# Start of Records

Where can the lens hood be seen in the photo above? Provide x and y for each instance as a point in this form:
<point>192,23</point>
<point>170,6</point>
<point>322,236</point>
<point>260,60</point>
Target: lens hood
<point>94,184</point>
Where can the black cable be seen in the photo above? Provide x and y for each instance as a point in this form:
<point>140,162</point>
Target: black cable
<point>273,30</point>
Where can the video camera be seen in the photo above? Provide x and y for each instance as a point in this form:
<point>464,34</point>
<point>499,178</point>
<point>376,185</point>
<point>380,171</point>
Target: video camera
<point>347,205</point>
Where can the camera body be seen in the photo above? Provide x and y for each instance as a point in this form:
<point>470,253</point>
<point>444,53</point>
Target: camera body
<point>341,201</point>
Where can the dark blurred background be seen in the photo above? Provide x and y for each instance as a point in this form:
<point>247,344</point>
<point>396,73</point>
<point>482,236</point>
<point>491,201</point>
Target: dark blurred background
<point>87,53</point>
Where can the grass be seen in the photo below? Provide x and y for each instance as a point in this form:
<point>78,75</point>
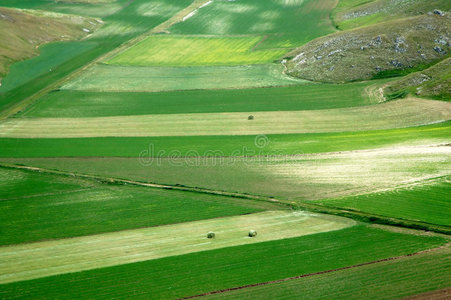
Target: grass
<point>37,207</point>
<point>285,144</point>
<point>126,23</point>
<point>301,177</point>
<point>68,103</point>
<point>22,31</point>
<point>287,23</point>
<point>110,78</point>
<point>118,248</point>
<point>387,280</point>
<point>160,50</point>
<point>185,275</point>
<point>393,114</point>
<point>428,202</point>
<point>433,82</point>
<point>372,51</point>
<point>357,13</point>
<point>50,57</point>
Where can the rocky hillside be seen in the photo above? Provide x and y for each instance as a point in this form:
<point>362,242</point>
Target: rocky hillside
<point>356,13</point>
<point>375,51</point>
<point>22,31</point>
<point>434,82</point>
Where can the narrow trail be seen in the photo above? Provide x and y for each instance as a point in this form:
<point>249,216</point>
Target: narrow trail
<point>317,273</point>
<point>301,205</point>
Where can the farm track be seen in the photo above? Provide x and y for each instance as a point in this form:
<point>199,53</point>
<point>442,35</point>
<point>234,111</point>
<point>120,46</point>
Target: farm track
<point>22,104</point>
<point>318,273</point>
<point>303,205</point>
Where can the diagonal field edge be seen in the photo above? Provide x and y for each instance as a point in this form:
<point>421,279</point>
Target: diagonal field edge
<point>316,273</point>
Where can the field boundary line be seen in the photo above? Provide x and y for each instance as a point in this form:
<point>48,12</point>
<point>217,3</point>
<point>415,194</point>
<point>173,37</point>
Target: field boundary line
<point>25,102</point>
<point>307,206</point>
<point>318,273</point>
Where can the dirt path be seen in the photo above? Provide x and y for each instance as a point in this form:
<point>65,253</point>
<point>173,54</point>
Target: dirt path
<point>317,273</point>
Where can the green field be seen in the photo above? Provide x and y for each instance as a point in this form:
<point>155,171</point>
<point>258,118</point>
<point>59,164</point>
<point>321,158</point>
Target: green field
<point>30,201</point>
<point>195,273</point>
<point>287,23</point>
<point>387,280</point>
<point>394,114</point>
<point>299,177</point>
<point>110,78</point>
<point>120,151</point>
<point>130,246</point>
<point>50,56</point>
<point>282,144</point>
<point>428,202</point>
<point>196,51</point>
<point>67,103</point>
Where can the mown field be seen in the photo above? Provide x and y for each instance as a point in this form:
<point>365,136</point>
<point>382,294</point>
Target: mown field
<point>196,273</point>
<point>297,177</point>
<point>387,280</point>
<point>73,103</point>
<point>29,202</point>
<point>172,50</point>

# End of Records

Can you repeat all of the lines above word for word, leaving out the pictures?

Where can the lens hood be seen in the photo above? Provide x and y for each instance as a point in this form:
<point>192,23</point>
<point>170,6</point>
<point>322,236</point>
<point>260,60</point>
Target: lens hood
<point>94,184</point>
Where can the black cable be seen in the photo above? Provide x and y for each instance as a point in this form:
<point>140,162</point>
Target: black cable
<point>273,30</point>
Where can the video camera be seen in the photo above? Provide x and y for each instance as a point in this form:
<point>464,34</point>
<point>499,178</point>
<point>376,185</point>
<point>380,171</point>
Target: video camera
<point>347,205</point>
Where can the camera body be seen in the photo above? Provide x and y for each instance as a point in this form:
<point>470,253</point>
<point>444,53</point>
Target: camera body
<point>341,201</point>
Where can the dark blurred background be seen in the photo above? Provide x and y for each instance as a point in this form:
<point>247,344</point>
<point>396,73</point>
<point>482,236</point>
<point>491,201</point>
Target: dark blurred background
<point>87,53</point>
Where can the grass be seen in the photo below? Provide x and y for each instance as a point in this form:
<point>78,75</point>
Target: grass
<point>37,207</point>
<point>285,144</point>
<point>126,23</point>
<point>301,177</point>
<point>68,103</point>
<point>22,31</point>
<point>287,23</point>
<point>110,78</point>
<point>118,248</point>
<point>387,280</point>
<point>160,50</point>
<point>185,275</point>
<point>393,114</point>
<point>428,202</point>
<point>433,82</point>
<point>372,51</point>
<point>357,13</point>
<point>50,57</point>
Where can the rocky hillside be seen in the photo above? Provide x and y for each instance as a point in this form:
<point>362,242</point>
Target: rocky hillside
<point>356,13</point>
<point>375,51</point>
<point>22,31</point>
<point>434,82</point>
Where can the narrow trail be seen in the photo above? Provide x and y for each instance as a point in this form:
<point>249,216</point>
Target: narrow trail
<point>317,273</point>
<point>301,205</point>
Where can the farm track be seen in the photo above? Provide x and y for each instance as a point in this form:
<point>199,53</point>
<point>442,35</point>
<point>234,111</point>
<point>120,46</point>
Target: farm track
<point>22,104</point>
<point>318,273</point>
<point>303,205</point>
Where can the diagonal field edge be seen in the photo above? Provide x and y for each instance as a point in this form:
<point>421,279</point>
Target: diagonal field edge
<point>316,273</point>
Where can the field boundary line be seen in the photo above? Provide x and y for each instance as a point in this form:
<point>48,12</point>
<point>217,3</point>
<point>415,194</point>
<point>173,37</point>
Target: field boundary line
<point>25,102</point>
<point>307,206</point>
<point>318,273</point>
Where can the dirt path be seen in the photo above? Provide x and y for each instance as a point in this form:
<point>65,253</point>
<point>173,54</point>
Target: dirt path
<point>317,273</point>
Where can the green field be seen in the photo above? Provide x and y for each instance as a point in this form:
<point>155,171</point>
<point>258,118</point>
<point>59,164</point>
<point>321,158</point>
Target: green field
<point>30,201</point>
<point>195,273</point>
<point>287,23</point>
<point>387,280</point>
<point>394,114</point>
<point>299,177</point>
<point>110,78</point>
<point>120,151</point>
<point>130,246</point>
<point>50,56</point>
<point>282,144</point>
<point>428,202</point>
<point>196,51</point>
<point>67,103</point>
Where can the mown field be seen in the photo above? Provide x and y for each instance as a point in this form:
<point>365,136</point>
<point>382,294</point>
Target: mown field
<point>196,273</point>
<point>297,177</point>
<point>387,280</point>
<point>73,103</point>
<point>29,202</point>
<point>172,50</point>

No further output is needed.